== TEXT SECTION ==
Client | Behaviour |
---|---|
API | The Final API post explains how to run a Local API Setup |
SPA | The Final SPA post explains how to point to a Local API |
To run these components, ensure that you have added the following entries to the hosts file on your local computer. In this configuration, the SPA routes API requests via its local backend for frontend:
127.0.0.1 logs.authsamples-dev.com web.authsamples-dev.com api.authsamples-dev.com login.authsamples-dev.com
You can then run a setup, where you run the SPA client and then interactively query the API logs the UI’s session has generated:
Step 7: Deploy the Elastic Stack
Next run the following command to start the Docker deployment. It may take a few minutes for large Elastic Stack Docker containers to download, the first time the deployment is run:
./deployment/docker-local/deploy.sh
A number of actions are then triggered, as indicated by the console output:
Deploying the Elastic Stack ...
[+] Running 4/4
⠿ Network elasticstack_default Created 0.1s
⠿ Container elasticstack-elasticsearch-1 Started 1.3s
⠿ Container elasticstack-filebeat-1 Started 1.2s
⠿ Container elasticstack-kibana-1 Started 1.3s
Waiting for Elasticsearch endpoints to become available ...
Registering the default Kibana user ...
Creating the Elasticsearch schema ...
Creating the Elasticsearch ingestion pipeline ...
Once the installation is complete, you can verify connectivity to the Elasticsearch REST API with the following HTTP request:
curl -k https://logs.authsamples-dev.com:9200 -u 'elastic:Password1'
This results in Elasticsearch system information being returned:
{
"name" : "elasticsearch-internal.authsamples-dev.com",
"cluster_name" : "docker-cluster",
"cluster_uuid" : "V58E_JA1TSizDU1jaFBJbA",
"version" : {
"number" : "8.7.0",
"build_flavor" : "default",
"build_type" : "docker",
"build_hash" : "8b0b1f23fbebecc3c88e4464319dea8989f374fd",
"build_date" : "2022-07-06T15:15:15.901688194Z",
"build_snapshot" : false,
"lucene_version" : "9.5.0",
"minimum_wire_compatibility_version" : "7.17.0",
"minimum_index_compatibility_version" : "7.0.0"
},
"tagline" : "You Know, for Search"
===
== SUPPLIED DATA ==
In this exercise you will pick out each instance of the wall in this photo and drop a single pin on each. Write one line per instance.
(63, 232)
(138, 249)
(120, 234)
===
▶ LIST OF TASKS
1/ Answer these questions from the Elastic Stack text:
(a) To which IP address do the hosts file entries point?
(b) What command starts the Docker deployment?
(c) What version number does Elasticsearch report?
2/ In the Elastic Stack text, shorten the paragraph that begins "To run these components" and keep its main facts.
3/ Go on with the Elastic Stack text from the point where it stops.
The listing is not needed for any of this.

▶ EXERCISE RESPONSES
1/
(a) 127.0.0.1
(b) ./deployment/docker-local/deploy.sh
(c) 8.7.0

2/ Add the following entries to your local hosts file before running these components. In this setup, the SPA sends API requests through its local backend for frontend.

3/
}
Later, when you are finished with testing, free up all Docker resources with the following command:
./deployment/docker-local/teardown.sh
Step 8. Access Log Query Tools
Next sign in to Kibana with credentials elastic / Password1. There are various tools for working with logs, though I consider the following URL to be the most important:
The Dev Tools allow you to access API log documents and fields without restriction, unlike many other logging solutions. Each API log entry will be available in a record of the following form:
Step 9: Understand the API Logs Index
Each log entry will be received as a JSON document within an apilogs index. Queries are typically made against top level fields. Meanwhile, JSON objects in logs, such as those used to represent errors, maintain their structure:
{
"hostName": "MACSTATION.local",
"apiName": "SampleApi",
"utcTime": "2022-07-24T14:13:20.647Z",
"millisecondsTaken": 7,
"errorCode": "exception_simulation",
"errorData": {
"serviceError": {
"stack": [
"com.mycompany.sample.plumbing.errors.ErrorFactory.createServerError(ErrorFactory.java:20)",
"com.mycompany.sample.plumbing.interceptors.CustomHeaderInterceptor.preHandle(CustomHeaderInterceptor.java:35)",
"org.springframework.web.servlet.HandlerExecutionChain.applyPreHandle(HandlerExecutionChain.java:148)",
"org.springframework.web.servlet.DispatcherServlet.doDispatch(DispatcherServlet.java:1062)"],
"errorCode": "exception_simulation"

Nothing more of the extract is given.